Assignment -> Report each line of the records below that holds the word "shown".

Items from a dataset
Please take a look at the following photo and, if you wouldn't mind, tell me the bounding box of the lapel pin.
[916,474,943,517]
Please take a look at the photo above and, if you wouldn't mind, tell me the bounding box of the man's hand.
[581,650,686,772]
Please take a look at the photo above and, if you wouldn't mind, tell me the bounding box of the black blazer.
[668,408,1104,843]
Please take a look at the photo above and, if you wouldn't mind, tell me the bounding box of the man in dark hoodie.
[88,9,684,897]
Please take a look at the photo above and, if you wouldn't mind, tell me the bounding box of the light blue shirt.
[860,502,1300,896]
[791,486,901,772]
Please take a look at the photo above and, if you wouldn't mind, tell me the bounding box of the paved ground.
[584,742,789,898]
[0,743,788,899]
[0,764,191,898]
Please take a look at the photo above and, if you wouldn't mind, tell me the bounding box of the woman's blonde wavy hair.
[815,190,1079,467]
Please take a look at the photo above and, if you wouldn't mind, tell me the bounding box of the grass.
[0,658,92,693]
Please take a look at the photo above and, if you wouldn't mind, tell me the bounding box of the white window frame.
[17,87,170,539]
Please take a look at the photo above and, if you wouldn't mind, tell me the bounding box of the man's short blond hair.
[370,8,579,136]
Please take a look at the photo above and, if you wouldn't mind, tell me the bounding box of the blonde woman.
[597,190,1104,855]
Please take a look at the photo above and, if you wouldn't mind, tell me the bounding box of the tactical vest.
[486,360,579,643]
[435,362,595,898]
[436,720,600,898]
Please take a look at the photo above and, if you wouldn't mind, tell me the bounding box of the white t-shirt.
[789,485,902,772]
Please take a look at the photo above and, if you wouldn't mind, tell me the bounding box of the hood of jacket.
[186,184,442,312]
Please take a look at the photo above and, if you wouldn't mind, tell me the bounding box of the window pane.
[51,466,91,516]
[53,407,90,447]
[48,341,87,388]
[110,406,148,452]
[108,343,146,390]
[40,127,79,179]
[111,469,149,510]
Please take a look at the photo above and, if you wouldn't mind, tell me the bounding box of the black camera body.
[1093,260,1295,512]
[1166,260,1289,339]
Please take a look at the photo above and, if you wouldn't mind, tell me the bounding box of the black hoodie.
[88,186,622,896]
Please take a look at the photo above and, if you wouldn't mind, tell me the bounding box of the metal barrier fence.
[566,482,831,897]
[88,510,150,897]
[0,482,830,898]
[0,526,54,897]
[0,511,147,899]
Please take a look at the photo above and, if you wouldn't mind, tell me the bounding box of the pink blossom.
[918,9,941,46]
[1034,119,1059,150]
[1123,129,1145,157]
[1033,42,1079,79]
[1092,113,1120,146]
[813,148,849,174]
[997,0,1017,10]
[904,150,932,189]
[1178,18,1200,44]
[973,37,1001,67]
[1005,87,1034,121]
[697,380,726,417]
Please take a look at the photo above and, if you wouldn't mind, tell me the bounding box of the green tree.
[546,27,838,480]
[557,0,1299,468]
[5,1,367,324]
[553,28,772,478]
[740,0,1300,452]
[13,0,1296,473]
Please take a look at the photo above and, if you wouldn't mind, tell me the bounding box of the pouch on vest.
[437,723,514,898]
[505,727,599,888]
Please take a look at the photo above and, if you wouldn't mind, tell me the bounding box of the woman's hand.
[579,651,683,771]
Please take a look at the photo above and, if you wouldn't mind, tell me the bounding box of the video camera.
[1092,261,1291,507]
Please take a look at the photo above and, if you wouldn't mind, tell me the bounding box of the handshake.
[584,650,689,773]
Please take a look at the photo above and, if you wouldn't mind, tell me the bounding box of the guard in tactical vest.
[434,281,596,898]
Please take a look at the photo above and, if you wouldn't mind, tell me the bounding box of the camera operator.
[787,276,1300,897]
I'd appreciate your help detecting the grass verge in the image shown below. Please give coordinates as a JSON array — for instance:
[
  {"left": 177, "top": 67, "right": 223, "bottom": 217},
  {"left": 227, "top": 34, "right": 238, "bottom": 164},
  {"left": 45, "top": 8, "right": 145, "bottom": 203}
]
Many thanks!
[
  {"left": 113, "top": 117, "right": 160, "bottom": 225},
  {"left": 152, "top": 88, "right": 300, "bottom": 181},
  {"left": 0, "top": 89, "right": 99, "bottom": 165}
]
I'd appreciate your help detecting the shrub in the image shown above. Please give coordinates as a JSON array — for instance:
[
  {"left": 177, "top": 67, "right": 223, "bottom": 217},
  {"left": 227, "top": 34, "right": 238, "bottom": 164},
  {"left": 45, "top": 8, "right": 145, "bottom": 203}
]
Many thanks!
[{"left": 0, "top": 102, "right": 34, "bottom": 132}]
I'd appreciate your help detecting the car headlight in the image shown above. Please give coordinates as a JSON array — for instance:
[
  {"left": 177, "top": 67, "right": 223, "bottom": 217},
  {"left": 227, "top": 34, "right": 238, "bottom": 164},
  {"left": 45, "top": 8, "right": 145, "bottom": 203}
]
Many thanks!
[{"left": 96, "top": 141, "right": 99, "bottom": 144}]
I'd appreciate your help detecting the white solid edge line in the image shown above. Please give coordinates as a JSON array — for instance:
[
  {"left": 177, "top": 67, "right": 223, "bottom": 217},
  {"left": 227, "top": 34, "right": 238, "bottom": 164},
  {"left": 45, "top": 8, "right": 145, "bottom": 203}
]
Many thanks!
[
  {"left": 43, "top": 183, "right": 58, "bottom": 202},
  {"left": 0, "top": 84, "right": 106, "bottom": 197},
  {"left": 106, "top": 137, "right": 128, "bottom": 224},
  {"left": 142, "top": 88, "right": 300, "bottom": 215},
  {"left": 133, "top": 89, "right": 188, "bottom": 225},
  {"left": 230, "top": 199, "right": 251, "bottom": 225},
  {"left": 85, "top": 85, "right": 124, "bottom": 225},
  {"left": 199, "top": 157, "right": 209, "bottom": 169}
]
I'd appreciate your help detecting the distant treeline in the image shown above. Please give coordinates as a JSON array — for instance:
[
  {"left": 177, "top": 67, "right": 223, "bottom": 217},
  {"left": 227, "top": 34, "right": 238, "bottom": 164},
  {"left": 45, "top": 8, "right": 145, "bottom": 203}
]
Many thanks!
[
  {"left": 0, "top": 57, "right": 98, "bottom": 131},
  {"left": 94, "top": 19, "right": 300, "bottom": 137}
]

Completed task ->
I'd appreciate your help detecting the grass verge in the image shown below. Please give coordinates as a JSON array — for instance:
I'd appreciate your help detecting the shrub in the image shown above. Please give coordinates as a JSON array — for instance:
I'd appreciate your help detecting the car headlight in the image shown above. Please give coordinates as a JSON array — for instance:
I'd appreciate your help detecting the white solid edge line in the image shown above. Please give coordinates as a JSON array — for instance:
I'd appreciate your help detecting the distant treeline in the image shown above. Please give coordinates as a JSON array — for instance:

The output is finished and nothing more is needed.